# EXERCISE AIM
Rewrite the rows below so that every "positive clicks" becomes "foreground clicks", and keep everything else the same.

Collected data entries
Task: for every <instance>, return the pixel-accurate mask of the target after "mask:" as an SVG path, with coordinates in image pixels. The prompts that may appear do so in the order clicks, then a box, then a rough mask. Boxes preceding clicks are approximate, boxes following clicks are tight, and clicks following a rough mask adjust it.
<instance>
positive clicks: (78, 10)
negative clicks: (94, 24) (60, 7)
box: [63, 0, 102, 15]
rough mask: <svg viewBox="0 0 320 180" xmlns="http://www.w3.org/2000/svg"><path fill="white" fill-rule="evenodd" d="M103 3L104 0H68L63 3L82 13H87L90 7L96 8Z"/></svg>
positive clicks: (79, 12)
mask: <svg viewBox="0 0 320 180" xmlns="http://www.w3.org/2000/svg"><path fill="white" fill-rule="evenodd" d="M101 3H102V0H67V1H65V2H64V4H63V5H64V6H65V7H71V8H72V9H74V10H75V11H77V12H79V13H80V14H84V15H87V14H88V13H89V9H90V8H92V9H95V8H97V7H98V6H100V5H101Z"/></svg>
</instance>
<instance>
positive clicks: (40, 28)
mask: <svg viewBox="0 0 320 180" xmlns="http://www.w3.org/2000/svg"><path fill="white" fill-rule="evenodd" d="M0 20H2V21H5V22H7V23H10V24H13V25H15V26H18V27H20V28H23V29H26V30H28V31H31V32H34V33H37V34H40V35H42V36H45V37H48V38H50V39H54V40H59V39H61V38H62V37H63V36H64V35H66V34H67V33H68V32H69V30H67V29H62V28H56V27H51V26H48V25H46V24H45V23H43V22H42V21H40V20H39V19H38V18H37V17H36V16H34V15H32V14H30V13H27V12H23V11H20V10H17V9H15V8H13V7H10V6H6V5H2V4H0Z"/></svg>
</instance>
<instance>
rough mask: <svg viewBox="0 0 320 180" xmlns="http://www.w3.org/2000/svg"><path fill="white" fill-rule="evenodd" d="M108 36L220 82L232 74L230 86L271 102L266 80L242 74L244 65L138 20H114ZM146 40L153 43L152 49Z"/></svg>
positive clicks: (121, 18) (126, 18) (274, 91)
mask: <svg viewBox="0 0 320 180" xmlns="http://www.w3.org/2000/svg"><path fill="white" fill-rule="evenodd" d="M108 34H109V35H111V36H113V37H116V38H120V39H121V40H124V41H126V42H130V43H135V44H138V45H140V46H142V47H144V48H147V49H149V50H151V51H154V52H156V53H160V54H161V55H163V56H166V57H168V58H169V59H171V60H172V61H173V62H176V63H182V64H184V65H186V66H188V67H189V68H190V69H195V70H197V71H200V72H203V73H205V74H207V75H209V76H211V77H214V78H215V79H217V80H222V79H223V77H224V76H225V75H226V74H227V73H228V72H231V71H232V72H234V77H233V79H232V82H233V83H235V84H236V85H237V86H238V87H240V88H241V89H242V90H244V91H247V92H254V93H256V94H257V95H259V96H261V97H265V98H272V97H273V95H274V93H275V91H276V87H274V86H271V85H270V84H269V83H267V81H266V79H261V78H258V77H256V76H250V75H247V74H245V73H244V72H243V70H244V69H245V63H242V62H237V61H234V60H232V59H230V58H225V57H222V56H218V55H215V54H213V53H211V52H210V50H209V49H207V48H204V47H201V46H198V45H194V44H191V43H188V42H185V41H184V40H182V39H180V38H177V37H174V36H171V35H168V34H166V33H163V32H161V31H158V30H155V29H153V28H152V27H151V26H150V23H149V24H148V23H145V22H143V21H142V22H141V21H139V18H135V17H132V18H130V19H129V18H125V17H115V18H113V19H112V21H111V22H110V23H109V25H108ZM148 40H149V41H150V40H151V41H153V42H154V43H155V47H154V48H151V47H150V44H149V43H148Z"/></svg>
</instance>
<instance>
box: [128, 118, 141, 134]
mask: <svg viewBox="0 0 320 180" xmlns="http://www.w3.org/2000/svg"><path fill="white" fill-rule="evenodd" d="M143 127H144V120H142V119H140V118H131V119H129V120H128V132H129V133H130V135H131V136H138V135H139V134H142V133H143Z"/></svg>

# EXERCISE RESULT
Task: for every <instance>, return the pixel-accurate mask of the target after "mask:" as an SVG path, with coordinates in image pixels. The prompts that may appear do so in the order clicks, then a box, then a rough mask. Boxes preceding clicks are approximate, boxes following clicks are tight, and clicks following a rough mask adjust it.
<instance>
foreground clicks: (78, 10)
negative clicks: (94, 24) (60, 7)
box: [63, 0, 102, 15]
rough mask: <svg viewBox="0 0 320 180" xmlns="http://www.w3.org/2000/svg"><path fill="white" fill-rule="evenodd" d="M103 3L104 0H68L63 3L82 13H87L90 7L96 8Z"/></svg>
foreground clicks: (79, 12)
mask: <svg viewBox="0 0 320 180" xmlns="http://www.w3.org/2000/svg"><path fill="white" fill-rule="evenodd" d="M101 3H102V0H67V1H65V2H64V4H63V5H64V6H65V7H71V8H72V9H74V10H75V11H77V12H79V13H80V14H84V15H87V14H88V13H89V9H90V8H92V9H95V8H97V7H98V6H100V5H101Z"/></svg>
</instance>
<instance>
foreground clicks: (40, 28)
mask: <svg viewBox="0 0 320 180" xmlns="http://www.w3.org/2000/svg"><path fill="white" fill-rule="evenodd" d="M0 20H2V21H5V22H7V23H10V24H13V25H15V26H18V27H20V28H23V29H26V30H28V31H31V32H34V33H37V34H40V35H42V36H45V37H48V38H50V39H54V40H59V39H61V38H62V37H63V36H64V35H66V34H67V33H68V32H69V30H67V29H62V28H56V27H51V26H48V25H46V24H45V23H43V22H42V21H40V20H39V19H38V18H37V17H36V16H34V15H32V14H30V13H27V12H23V11H20V10H17V9H15V8H13V7H10V6H6V5H2V4H0Z"/></svg>
</instance>
<instance>
rough mask: <svg viewBox="0 0 320 180" xmlns="http://www.w3.org/2000/svg"><path fill="white" fill-rule="evenodd" d="M108 36L220 82L232 74L230 86L271 102L266 80L242 74L244 65L138 20H114ZM146 40L153 43L152 49Z"/></svg>
foreground clicks: (121, 18) (126, 18) (274, 91)
mask: <svg viewBox="0 0 320 180" xmlns="http://www.w3.org/2000/svg"><path fill="white" fill-rule="evenodd" d="M108 34H109V35H111V36H113V37H116V38H120V39H121V40H124V41H126V42H130V43H135V44H138V45H140V46H142V47H144V48H147V49H149V50H151V51H154V52H156V53H160V54H161V55H163V56H166V57H168V58H169V59H171V60H172V61H173V62H176V63H182V64H184V65H186V66H188V67H189V68H190V69H195V70H197V71H200V72H203V73H205V74H207V75H209V76H211V77H214V78H215V79H217V80H222V79H223V77H224V76H225V75H226V74H227V73H228V72H231V71H232V72H234V77H233V79H232V82H233V83H235V84H236V85H237V86H238V87H240V88H241V89H242V90H244V91H247V92H254V93H256V94H257V95H259V96H261V97H265V98H272V97H273V95H274V93H275V91H276V87H274V86H271V85H270V84H269V83H267V81H266V79H261V78H258V77H256V76H250V75H247V74H245V73H244V72H243V70H244V69H245V63H242V62H237V61H234V60H232V59H230V58H225V57H222V56H218V55H215V54H213V53H211V52H210V50H209V49H207V48H204V47H201V46H198V45H194V44H191V43H188V42H185V41H184V40H182V39H180V38H177V37H174V36H171V35H168V34H166V33H163V32H161V31H158V30H155V29H153V28H152V27H151V26H150V23H149V24H148V23H145V22H143V21H142V22H141V21H139V18H135V17H132V18H130V19H129V18H125V17H115V18H113V19H112V21H111V22H110V23H109V25H108ZM148 40H149V41H150V40H151V41H153V42H154V43H155V47H154V48H151V47H150V44H149V43H148Z"/></svg>
</instance>
<instance>
box: [128, 118, 141, 134]
mask: <svg viewBox="0 0 320 180" xmlns="http://www.w3.org/2000/svg"><path fill="white" fill-rule="evenodd" d="M143 127H144V120H142V119H140V118H131V119H129V120H128V132H129V133H130V135H131V136H138V135H139V134H142V133H143Z"/></svg>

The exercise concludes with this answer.